At least the title is likely to catch an eye running down a list of potential viewing opportunities. The standard explanation for this strangeness is that the previous two films from the Golden Harvest studio that had English names beginning with the letter M had flopped, so the titular nouns were reversed to get away from the unlucky consonant. What the heck — a fun movie needs a fun title, and this one delivers!
Following in Bruce Lee’s footsteps with Way of the Dragon, Sammo wanted to go international with the filming of Wheels on Meals. The Barcelona setting adds some global flavour to the usual Hong Kong style, with plenty of interesting architecture shown off and some Spanish-inspired music used in the soundtrack. It all probably seems a bit ridiculous to people living in Spain though, starting with the fact that everyone speaks Chinese! Authorities were also very accommodating — which was another reason for filming there — even allowing the portrayal of a red-light district and a sewer populated by the homeless.
Thomas (Jackie Chan) and David (Yuen Biao) own a bright yellow food van called Everybody’s Kitchen, from which they ply their trade around the sunny Barcelona streets and plazas. When they both take a shine to local woman Sylvia (Lola Forner), trouble is on the menu. There’s more to Sylvia than the men realise and more than Sylvia herself realises too. This mystery is the reason private detective Moby (Sammo Hung) has been tasked by a man of unknown motive with tracking her down.
The first time I watched Wheels on Meals I was disappointed. I had heard the action was great, and while the climax delivers some of the finest fisticuffs around, it’s a slow build before we finally get there. Apart from a zany car chase packed with impressive stunt driving and the ending sequence, most of the action is contained in chunks of around a minute. The main fighting antagonists are even teased twice, with two short brawls before we really get to see them cut loose at the end. The advantage of this is that rather than alternating the comedy and action scenes, they blend together more consistently as a whole, and when we do arrive at the big finale, we’re well and truly ready to see everybody throw down.
Thomas, David and Moby have to sneak into the castle where the bad guys are holed up. It’s a ball, full of great stunts, sight gags and one rather brutal baseball bat to the face that does stand out in an otherwise light-hearted film. The whole scene is helped immensely by being filmed in an actual castle and not a fake-looking set. When subterfuge fails, the direct approach comes to the fore and it’s a hard-hitting treat.
As an action director Sammo Hung excels at making other people look good. He unselfishly makes his opera school buddies the action stars of this film and for the final showdown brings out some of their best work, as well as capitalising on the strengths of the western fighters they are pitted against.

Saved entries

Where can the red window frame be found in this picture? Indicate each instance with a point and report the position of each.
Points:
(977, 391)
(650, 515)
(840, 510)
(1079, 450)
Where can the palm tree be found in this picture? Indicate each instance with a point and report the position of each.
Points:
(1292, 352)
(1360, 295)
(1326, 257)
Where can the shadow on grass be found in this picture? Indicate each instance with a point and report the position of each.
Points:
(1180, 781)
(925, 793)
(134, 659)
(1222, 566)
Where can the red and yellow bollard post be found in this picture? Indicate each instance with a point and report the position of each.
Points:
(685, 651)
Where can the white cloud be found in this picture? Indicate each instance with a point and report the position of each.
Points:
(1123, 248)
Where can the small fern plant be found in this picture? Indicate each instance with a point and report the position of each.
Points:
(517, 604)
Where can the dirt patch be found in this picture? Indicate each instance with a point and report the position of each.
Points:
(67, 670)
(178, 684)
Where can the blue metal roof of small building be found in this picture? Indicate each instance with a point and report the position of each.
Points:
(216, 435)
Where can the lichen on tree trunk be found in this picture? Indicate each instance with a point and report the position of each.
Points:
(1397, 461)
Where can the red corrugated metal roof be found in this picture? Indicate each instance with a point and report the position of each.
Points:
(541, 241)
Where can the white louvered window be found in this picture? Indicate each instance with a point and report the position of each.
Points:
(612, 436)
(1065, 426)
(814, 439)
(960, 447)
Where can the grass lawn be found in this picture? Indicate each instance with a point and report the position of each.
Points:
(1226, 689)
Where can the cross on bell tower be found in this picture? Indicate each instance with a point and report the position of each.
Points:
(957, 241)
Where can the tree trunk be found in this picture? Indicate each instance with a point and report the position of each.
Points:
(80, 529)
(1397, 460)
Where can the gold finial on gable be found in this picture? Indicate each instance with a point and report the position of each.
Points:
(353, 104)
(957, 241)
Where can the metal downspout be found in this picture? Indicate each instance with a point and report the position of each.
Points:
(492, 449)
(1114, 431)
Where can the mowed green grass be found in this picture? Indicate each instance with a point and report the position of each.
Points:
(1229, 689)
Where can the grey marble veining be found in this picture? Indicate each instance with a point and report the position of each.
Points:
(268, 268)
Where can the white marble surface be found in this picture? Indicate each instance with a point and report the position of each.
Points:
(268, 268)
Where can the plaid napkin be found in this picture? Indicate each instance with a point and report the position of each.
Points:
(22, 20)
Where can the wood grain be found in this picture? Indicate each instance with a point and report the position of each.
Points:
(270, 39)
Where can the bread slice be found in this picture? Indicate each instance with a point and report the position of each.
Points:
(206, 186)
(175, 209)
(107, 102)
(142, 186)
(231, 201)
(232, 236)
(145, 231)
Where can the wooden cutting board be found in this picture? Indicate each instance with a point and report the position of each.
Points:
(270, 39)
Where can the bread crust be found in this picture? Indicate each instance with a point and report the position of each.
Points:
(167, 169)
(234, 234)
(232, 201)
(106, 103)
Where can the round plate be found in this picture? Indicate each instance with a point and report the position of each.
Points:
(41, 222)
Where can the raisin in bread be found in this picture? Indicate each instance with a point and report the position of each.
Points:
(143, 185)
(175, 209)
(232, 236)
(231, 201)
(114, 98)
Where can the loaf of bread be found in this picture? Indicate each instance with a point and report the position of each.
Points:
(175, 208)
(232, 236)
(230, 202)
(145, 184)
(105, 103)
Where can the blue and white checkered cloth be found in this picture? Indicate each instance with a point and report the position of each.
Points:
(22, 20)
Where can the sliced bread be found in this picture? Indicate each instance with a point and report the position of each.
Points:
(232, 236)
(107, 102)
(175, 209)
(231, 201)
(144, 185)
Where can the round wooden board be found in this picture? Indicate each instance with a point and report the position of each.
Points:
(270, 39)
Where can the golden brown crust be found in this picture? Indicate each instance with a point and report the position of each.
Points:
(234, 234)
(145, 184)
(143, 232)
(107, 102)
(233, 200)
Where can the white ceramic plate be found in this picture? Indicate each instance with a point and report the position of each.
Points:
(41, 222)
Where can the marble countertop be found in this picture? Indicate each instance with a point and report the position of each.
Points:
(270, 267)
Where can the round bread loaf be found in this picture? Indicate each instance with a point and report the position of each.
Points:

Tasks to complete:
1 – In the Wheels on Meals review, what is the name of the food van that Thomas and David own?
2 – Which characters does the Wheels on Meals review name, and which actor plays each one?
The saved entries are separate from the review and have nothing to do with it.

Your responses:
1 – Everybody's Kitchen

2 –
- Thomas: Jackie Chan
- David: Yuen Biao
- Sylvia: Lola Forner
- Moby: Sammo Hung